Whatever appears in the records, write it out again exactly.

-- Records provided follows --

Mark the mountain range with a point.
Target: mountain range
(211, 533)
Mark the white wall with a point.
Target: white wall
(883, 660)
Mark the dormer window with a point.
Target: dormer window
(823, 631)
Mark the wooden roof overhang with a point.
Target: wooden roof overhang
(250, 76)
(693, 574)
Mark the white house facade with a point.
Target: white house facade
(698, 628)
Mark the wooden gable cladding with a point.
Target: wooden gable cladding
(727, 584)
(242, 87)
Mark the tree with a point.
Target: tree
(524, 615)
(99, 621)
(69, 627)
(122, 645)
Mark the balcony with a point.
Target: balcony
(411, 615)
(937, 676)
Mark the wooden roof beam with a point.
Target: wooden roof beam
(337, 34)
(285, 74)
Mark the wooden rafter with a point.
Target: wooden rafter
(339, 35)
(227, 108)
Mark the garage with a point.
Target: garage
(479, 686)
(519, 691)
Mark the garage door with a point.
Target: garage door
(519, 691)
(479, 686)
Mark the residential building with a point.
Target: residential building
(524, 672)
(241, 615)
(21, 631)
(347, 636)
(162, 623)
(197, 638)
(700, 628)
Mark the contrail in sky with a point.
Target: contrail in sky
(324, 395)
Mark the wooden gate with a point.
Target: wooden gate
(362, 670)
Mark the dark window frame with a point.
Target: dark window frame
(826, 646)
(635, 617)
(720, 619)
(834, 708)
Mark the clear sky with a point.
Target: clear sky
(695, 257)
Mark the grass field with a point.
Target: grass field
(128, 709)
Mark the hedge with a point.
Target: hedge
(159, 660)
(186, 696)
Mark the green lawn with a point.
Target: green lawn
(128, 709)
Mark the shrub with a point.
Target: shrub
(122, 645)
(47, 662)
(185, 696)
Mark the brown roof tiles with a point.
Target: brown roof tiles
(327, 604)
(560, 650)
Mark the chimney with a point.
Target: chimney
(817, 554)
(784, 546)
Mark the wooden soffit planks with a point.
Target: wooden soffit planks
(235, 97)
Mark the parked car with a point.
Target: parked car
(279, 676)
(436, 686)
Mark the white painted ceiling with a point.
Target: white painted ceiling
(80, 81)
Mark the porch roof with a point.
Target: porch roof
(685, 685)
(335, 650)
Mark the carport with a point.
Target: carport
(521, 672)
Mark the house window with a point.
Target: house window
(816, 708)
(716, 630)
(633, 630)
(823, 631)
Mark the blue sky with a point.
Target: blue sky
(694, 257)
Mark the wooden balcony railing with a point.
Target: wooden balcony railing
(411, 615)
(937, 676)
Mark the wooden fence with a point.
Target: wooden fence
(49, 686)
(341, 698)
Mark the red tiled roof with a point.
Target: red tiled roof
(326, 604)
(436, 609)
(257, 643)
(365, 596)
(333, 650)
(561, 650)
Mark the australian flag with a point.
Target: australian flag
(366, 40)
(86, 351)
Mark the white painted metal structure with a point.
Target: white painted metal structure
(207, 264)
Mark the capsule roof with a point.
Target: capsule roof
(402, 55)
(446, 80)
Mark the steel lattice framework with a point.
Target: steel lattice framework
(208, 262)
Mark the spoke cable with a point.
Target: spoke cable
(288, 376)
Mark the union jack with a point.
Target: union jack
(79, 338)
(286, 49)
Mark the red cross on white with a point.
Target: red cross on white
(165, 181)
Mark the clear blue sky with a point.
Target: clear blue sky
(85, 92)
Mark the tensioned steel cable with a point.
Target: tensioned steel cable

-- Records provided concluded --

* Response to the exercise *
Mark the mountain range with a point.
Target: mountain range
(211, 533)
Mark the white wall with a point.
Target: white wall
(883, 660)
Mark the dormer window with a point.
Target: dormer window
(823, 631)
Mark the wooden roof overhang with a point.
Target: wooden roof overhang
(250, 76)
(693, 574)
Mark the white house facade with a point.
Target: white house facade
(698, 628)
Mark the wooden gable cladding with a point.
Target: wooden gable cladding
(727, 584)
(242, 87)
Mark the tree with a point.
Target: tree
(524, 615)
(99, 621)
(69, 627)
(122, 645)
Mark the balcony with a point.
Target: balcony
(411, 615)
(937, 676)
Mark the wooden roof beam with a point.
Target: wooden roof beam
(337, 34)
(285, 74)
Mark the wooden rafter with a point.
Target: wooden rafter
(339, 35)
(227, 108)
Mark the garage with a point.
Target: garage
(479, 686)
(519, 691)
Mark the garage door with a point.
Target: garage door
(519, 691)
(479, 686)
Mark the residential building with a point.
Target: residential building
(524, 672)
(241, 615)
(21, 631)
(347, 636)
(162, 623)
(197, 638)
(700, 628)
Mark the contrail in sky with a point.
Target: contrail in sky
(324, 395)
Mark the wooden gate with a point.
Target: wooden gate
(362, 670)
Mark the dark window frame with a point.
Target: dark window frame
(826, 646)
(635, 617)
(720, 619)
(834, 708)
Mark the clear sky with a point.
Target: clear sky
(695, 257)
Mark the grass field with a point.
Target: grass field
(128, 709)
Mark the hedge with a point.
Target: hedge
(159, 660)
(186, 696)
Mark the green lawn with a point.
Target: green lawn
(128, 709)
Mark the shrub with a point.
Target: shrub
(122, 645)
(47, 662)
(185, 696)
Mark the brown roof tiles with a point.
Target: brown roof tiles
(327, 604)
(560, 650)
Mark the chimney with a point.
Target: chimney
(817, 554)
(784, 546)
Mark the wooden soffit planks with a point.
Target: wooden soffit planks
(235, 97)
Mark the parked car with a point.
Target: parked car
(279, 676)
(436, 686)
Mark the white painted ceiling with a point.
Target: white painted ceiling
(80, 81)
Mark the porch roof with a point.
Target: porch roof
(685, 685)
(335, 650)
Mark the carport with a point.
Target: carport
(521, 672)
Mark the house window with a point.
Target: house window
(816, 708)
(716, 630)
(633, 630)
(823, 631)
Mark the blue sky with a point.
Target: blue sky
(694, 257)
Mark the wooden balcony railing with a point.
Target: wooden balcony railing
(411, 615)
(937, 676)
Mark the wooden fence with a point.
Target: wooden fence
(49, 686)
(341, 698)
Mark the red tiled roof with a point.
Target: red tiled roof
(326, 604)
(436, 609)
(257, 643)
(365, 596)
(333, 650)
(561, 650)
Mark the australian flag with a point.
Target: australian flag
(366, 40)
(86, 351)
Mark the white painted metal structure with a point.
Target: white painted metal structure
(207, 264)
Mark the capsule roof with a point.
Target: capsule roof
(402, 55)
(446, 80)
Mark the steel lattice framework with a point.
Target: steel lattice framework
(208, 262)
Mark the spoke cable with a point.
Target: spoke cable
(288, 376)
Mark the union jack with a point.
Target: union jack
(79, 338)
(286, 49)
Mark the red cross on white with a point.
Target: red cross on white
(165, 181)
Mark the clear blue sky with a point.
Target: clear blue sky
(85, 92)
Mark the tensioned steel cable with a point.
Target: tensioned steel cable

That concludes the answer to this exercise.